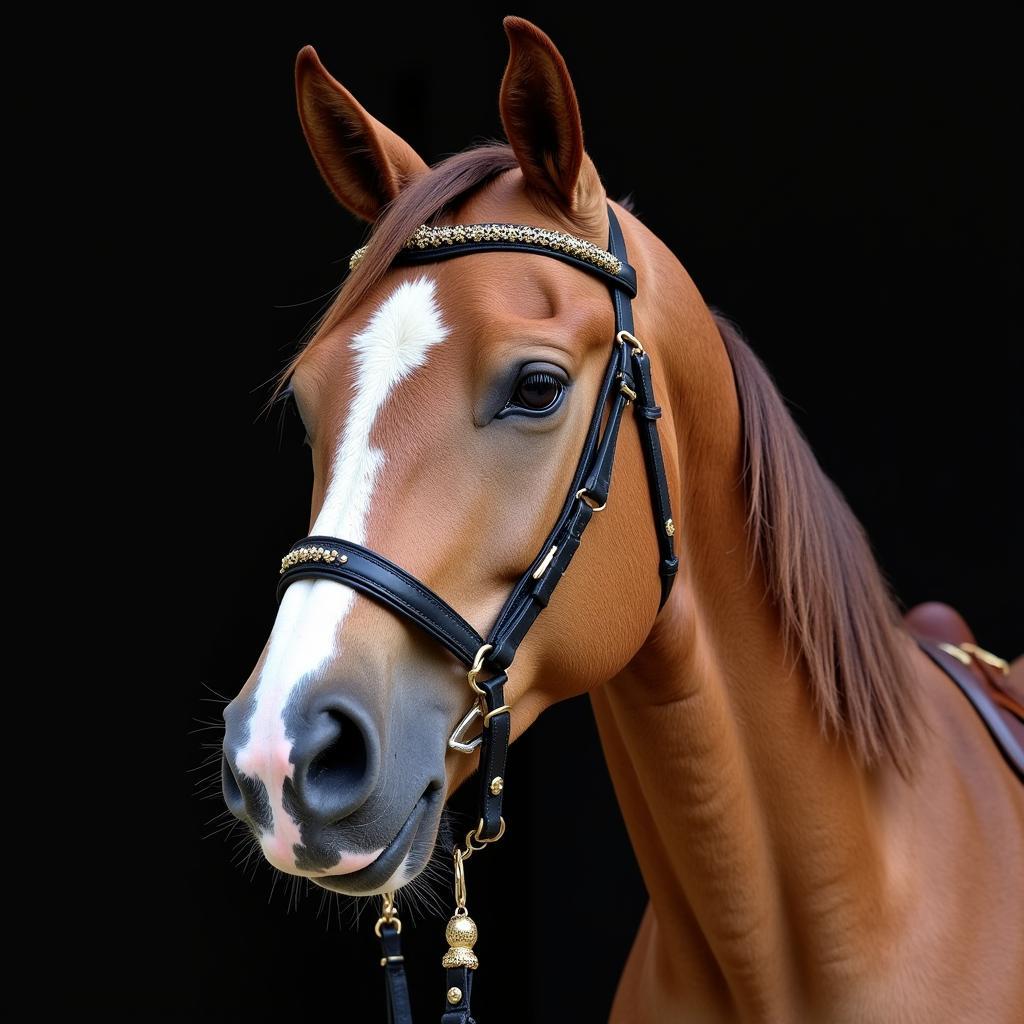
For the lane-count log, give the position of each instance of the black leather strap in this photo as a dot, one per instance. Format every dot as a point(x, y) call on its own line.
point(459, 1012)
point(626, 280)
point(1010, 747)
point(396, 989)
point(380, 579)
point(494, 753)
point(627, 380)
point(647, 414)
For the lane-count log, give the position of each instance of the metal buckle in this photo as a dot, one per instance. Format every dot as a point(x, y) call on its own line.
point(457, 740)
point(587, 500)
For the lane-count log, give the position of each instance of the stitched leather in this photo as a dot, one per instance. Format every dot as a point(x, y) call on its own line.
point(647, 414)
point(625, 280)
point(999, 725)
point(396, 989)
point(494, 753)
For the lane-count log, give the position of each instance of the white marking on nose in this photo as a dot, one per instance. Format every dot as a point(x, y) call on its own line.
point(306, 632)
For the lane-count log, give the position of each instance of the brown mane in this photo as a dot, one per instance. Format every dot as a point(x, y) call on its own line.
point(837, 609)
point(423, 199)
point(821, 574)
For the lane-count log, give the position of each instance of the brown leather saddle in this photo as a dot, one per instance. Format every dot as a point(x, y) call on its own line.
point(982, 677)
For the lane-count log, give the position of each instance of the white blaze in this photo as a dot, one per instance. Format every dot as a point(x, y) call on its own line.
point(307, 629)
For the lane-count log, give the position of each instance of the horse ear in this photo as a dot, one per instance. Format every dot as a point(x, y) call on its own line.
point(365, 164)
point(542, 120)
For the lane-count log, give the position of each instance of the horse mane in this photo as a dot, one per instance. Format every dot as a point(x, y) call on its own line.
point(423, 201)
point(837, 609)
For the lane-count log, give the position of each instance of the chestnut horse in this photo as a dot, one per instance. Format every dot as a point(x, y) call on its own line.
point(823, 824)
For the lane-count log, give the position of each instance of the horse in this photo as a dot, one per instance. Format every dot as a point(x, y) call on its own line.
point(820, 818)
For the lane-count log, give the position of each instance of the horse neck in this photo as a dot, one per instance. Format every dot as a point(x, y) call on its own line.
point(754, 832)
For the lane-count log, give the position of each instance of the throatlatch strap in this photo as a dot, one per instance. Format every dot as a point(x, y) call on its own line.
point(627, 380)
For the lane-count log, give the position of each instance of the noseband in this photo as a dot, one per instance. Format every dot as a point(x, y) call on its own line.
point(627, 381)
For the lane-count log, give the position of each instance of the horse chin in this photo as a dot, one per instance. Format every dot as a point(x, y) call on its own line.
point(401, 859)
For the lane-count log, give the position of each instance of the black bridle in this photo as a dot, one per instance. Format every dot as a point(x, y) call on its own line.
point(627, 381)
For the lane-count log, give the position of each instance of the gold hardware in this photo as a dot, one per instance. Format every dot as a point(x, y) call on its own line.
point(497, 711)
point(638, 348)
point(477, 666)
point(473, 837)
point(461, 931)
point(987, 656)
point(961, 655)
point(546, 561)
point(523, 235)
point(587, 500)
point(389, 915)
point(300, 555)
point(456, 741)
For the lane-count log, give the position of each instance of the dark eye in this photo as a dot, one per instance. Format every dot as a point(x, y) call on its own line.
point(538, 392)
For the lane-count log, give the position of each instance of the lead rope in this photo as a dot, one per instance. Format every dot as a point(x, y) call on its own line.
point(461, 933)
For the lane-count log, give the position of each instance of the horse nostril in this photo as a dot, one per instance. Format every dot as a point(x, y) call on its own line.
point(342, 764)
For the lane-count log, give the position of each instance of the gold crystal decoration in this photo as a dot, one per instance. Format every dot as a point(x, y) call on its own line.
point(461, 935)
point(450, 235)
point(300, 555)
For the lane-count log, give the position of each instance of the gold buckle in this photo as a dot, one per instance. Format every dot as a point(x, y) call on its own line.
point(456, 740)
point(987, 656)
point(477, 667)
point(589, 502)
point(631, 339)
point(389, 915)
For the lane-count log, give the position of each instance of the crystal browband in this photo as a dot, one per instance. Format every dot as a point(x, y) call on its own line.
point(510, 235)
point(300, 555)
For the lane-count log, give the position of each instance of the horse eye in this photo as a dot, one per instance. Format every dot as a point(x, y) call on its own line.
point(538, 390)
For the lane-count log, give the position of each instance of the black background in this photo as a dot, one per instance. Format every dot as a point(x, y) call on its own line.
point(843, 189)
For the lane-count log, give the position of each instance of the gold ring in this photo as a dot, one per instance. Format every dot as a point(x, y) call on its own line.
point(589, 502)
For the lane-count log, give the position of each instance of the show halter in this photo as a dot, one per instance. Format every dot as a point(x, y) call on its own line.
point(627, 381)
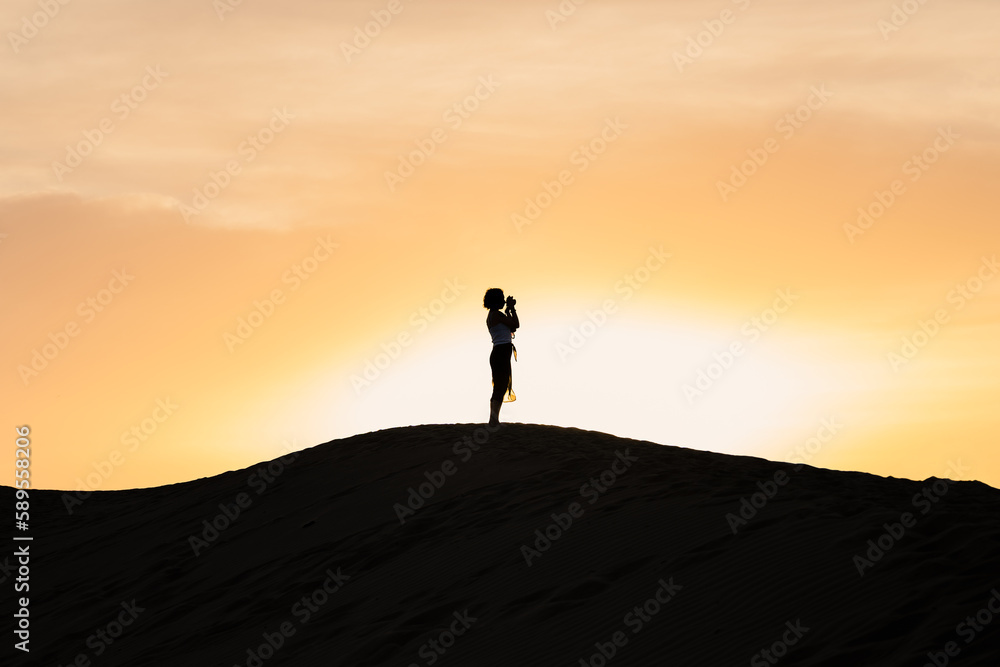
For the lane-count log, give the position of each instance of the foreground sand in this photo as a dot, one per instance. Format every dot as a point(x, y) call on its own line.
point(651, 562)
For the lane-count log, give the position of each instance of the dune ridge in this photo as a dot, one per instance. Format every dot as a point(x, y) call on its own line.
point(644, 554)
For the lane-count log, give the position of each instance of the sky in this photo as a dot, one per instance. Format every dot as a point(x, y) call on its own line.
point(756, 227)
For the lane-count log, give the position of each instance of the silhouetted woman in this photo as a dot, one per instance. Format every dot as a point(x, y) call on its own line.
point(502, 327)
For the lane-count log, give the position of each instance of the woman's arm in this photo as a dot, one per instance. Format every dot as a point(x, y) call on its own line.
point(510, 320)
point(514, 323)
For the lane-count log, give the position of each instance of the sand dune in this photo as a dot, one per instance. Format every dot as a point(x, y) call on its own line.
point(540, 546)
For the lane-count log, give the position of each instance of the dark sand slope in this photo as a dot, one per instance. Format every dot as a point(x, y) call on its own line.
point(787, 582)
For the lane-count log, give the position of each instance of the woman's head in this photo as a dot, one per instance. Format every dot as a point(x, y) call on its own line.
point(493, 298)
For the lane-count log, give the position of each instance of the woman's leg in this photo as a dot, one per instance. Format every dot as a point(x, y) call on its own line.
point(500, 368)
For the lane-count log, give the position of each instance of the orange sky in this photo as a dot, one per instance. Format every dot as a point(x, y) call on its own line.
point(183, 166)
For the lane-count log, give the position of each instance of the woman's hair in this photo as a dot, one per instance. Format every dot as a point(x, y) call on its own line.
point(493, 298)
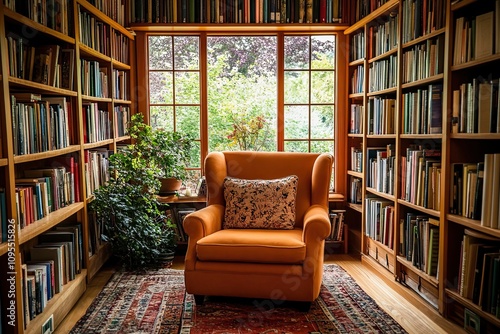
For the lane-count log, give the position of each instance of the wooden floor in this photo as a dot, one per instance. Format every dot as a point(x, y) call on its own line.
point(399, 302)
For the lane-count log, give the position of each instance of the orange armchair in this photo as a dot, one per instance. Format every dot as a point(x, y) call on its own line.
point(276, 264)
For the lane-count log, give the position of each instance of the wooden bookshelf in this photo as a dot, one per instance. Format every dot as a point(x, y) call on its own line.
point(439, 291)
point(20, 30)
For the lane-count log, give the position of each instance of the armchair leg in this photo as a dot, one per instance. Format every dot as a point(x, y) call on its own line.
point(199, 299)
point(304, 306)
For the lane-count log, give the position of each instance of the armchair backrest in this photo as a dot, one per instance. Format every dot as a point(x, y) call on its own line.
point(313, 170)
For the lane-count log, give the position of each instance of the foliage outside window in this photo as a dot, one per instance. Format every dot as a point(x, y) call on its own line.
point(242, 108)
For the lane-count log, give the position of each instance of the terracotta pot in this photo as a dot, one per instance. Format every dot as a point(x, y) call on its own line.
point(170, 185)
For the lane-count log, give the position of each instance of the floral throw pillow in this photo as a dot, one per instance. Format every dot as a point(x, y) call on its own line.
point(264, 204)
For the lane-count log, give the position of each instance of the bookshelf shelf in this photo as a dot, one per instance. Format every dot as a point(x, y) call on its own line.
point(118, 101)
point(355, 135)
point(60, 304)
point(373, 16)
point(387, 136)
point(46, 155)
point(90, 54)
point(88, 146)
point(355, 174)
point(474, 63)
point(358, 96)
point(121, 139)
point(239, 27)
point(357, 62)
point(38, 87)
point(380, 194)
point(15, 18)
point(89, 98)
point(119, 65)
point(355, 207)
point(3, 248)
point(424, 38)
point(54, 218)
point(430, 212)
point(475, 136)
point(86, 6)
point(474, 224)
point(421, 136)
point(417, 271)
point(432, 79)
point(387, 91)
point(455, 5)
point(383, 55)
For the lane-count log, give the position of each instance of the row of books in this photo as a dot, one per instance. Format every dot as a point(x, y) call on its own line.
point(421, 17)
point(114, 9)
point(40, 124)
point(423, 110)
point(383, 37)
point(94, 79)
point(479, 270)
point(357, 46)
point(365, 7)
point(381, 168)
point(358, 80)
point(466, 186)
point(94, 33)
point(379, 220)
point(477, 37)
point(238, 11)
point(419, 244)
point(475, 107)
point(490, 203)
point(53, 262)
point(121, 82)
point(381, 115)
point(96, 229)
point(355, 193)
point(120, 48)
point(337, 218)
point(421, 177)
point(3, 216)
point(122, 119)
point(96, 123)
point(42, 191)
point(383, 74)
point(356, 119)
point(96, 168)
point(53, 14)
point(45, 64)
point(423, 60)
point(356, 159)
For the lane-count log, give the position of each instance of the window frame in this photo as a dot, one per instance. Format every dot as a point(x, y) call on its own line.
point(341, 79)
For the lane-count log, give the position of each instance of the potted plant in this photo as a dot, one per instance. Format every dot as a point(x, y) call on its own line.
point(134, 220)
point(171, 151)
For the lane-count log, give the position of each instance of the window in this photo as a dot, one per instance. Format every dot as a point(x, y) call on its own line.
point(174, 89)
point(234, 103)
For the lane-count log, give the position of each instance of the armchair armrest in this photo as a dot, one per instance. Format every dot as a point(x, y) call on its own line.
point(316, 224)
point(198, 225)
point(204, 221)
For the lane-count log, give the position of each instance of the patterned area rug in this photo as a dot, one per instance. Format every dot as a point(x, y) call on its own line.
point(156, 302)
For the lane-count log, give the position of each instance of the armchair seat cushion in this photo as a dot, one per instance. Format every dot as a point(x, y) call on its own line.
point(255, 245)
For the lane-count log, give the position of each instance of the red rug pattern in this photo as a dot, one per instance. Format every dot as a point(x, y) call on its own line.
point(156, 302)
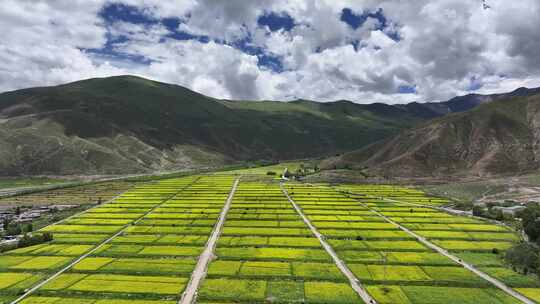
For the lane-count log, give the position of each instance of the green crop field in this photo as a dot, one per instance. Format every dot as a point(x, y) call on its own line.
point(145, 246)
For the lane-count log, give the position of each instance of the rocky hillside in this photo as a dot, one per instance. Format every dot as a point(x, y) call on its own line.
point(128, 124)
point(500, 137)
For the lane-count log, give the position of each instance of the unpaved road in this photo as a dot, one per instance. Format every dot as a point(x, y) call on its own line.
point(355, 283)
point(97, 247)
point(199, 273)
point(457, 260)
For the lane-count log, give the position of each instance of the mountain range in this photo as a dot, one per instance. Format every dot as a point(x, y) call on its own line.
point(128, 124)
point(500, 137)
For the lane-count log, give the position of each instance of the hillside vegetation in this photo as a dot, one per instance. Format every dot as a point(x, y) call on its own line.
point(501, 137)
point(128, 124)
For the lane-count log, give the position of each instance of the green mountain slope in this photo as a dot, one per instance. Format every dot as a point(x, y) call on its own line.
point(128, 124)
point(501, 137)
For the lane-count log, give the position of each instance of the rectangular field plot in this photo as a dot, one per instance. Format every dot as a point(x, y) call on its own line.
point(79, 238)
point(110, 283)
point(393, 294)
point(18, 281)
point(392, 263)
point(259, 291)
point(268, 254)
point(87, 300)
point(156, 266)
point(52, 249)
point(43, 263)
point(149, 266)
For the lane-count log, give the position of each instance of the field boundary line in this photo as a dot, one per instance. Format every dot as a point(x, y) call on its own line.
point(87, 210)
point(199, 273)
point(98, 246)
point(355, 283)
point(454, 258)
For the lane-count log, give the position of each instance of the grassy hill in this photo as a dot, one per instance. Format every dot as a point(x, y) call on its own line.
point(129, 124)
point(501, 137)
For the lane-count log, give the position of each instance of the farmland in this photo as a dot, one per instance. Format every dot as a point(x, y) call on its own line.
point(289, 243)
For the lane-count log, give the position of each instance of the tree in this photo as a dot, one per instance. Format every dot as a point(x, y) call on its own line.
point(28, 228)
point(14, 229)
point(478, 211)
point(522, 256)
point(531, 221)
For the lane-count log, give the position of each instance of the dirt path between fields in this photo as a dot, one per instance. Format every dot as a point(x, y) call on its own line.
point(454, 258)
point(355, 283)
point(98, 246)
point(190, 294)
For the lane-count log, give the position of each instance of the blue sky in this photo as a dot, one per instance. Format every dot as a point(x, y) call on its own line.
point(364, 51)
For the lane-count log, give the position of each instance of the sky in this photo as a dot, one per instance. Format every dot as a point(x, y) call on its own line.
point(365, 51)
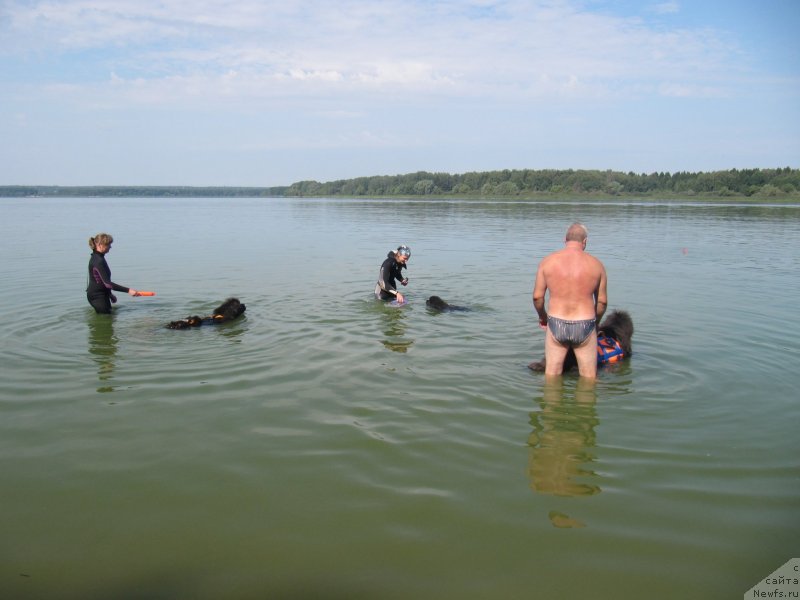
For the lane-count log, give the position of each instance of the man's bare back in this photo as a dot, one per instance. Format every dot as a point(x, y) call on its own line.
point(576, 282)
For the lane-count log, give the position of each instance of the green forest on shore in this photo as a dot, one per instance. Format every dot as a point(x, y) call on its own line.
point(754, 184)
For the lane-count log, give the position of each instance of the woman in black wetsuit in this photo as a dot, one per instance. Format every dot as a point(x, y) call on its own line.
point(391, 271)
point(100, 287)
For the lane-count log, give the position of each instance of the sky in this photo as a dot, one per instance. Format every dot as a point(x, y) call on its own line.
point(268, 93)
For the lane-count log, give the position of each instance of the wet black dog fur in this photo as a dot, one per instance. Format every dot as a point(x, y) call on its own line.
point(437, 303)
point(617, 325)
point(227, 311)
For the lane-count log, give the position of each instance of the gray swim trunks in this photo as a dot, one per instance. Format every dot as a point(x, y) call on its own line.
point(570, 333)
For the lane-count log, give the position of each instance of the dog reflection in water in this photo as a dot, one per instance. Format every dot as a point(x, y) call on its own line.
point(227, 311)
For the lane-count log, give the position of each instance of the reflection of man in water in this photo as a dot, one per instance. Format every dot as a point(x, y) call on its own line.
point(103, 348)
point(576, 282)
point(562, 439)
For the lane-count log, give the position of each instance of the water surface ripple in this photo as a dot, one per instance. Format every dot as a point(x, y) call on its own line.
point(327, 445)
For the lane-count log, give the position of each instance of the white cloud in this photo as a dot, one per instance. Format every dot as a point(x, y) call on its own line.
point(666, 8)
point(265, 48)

* [DIRECTIONS FOR THIS TASK] Write out every line above, starting with the one containing "the white marking" and running down to the one containing "point(754, 832)", with both ends included. Shift each x and y coordinate in the answers by -30, and leave all other text unchanged.

* [REPLY TO THE TASK]
For the lane-count log, give the position of each instance of the white marking on nose in this photo as a dot, one per instance. Format every dot as a point(x, y) call on its own line.
point(276, 602)
For the lane-count log, give the position of each instance of the brown mane in this photo as a dot, one per instance. Format every dot as a point(x, y) call on its own line.
point(807, 579)
point(393, 169)
point(791, 544)
For the lane-count log, give the position of each instance of the brown leather saddle in this photo as a dot, one per instance. Format every dot as a point(x, y) call on its own line.
point(952, 647)
For the lane-count log, give the position of each instance of the white blaze in this photo as a dot, one per instance. Format every dot as a point(x, y) call on its own line.
point(277, 599)
For the lane-count log, give the position of each instance of the horse ear in this photo as a dot, one per instance. Format every dot as a point(x, y) call on its own line.
point(335, 134)
point(512, 90)
For the lane-count log, give the position of each instance of the horse mane in this photo as a dot, one per instance. Format every dot as a point(x, y) call on its own line.
point(393, 171)
point(807, 579)
For the lane-count log, give the position of each instance of the chestnut horse in this photo as a dot, one per instance. Format every dot as a point(x, y) call on its own line.
point(793, 794)
For the lane-count log, give the position of each instance of the horse in this photo as a dot, one per instance. Format every dot as a point(x, y) call on its own line.
point(790, 788)
For the lane-count log, give the position of each instance of the horse neck in this photo as a dot, one per instance. Format every dot as a point(x, y) call on its own line.
point(724, 802)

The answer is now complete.